▸ **TASK TO COMPLETE**:
Count the lines below that contain the string "group", with case significant, and reply with only that number.

▸ **WORKING DATA**:
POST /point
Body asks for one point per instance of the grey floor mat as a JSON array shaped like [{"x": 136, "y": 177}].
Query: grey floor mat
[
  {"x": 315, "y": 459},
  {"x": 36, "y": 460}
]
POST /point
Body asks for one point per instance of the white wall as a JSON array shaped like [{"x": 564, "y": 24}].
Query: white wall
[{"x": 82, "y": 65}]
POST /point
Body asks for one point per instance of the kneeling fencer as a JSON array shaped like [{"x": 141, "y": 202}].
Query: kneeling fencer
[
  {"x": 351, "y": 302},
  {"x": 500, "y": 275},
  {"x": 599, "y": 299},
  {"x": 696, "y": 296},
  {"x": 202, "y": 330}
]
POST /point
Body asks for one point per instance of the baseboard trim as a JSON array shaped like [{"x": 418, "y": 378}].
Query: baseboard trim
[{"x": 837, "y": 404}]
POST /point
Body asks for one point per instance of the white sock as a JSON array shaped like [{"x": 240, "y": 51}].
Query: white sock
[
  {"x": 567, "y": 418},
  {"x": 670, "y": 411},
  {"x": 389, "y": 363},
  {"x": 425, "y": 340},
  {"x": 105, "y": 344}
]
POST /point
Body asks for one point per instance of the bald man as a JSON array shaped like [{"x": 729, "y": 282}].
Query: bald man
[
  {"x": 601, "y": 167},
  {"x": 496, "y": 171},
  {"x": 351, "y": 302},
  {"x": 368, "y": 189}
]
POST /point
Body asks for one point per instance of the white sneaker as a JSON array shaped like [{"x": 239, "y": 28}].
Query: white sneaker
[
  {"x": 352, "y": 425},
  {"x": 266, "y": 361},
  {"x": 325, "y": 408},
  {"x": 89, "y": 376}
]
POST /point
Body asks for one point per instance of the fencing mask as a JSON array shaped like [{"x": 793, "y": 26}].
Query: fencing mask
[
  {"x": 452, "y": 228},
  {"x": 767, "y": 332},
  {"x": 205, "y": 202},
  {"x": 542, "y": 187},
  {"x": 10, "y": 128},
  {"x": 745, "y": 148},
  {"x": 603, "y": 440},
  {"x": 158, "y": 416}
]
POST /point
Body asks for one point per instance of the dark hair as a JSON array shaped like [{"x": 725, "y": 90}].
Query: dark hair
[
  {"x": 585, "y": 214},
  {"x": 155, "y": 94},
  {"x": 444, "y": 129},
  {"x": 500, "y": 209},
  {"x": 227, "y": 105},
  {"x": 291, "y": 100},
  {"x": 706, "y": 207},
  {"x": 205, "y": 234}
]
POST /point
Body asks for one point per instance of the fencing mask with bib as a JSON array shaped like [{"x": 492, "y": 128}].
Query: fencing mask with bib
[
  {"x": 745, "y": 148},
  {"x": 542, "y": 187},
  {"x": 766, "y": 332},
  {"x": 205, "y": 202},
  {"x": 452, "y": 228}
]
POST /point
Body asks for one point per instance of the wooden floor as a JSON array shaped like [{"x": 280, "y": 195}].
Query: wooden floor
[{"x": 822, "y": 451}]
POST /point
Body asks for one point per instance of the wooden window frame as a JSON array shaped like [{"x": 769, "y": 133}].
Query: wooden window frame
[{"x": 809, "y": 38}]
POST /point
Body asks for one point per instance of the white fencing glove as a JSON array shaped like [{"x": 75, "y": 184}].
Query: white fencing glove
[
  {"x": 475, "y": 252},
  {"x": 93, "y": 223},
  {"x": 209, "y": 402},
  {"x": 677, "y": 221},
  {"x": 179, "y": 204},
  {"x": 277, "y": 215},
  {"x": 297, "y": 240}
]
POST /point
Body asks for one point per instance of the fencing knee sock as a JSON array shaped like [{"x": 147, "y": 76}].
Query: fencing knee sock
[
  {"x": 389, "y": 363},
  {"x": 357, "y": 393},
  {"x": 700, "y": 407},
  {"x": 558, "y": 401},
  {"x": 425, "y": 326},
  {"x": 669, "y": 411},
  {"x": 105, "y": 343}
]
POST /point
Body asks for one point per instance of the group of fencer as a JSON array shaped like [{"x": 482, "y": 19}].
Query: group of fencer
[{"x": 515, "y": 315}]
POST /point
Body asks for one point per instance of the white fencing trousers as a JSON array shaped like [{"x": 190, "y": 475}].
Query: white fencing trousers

▸ **THE SOLUTION**:
2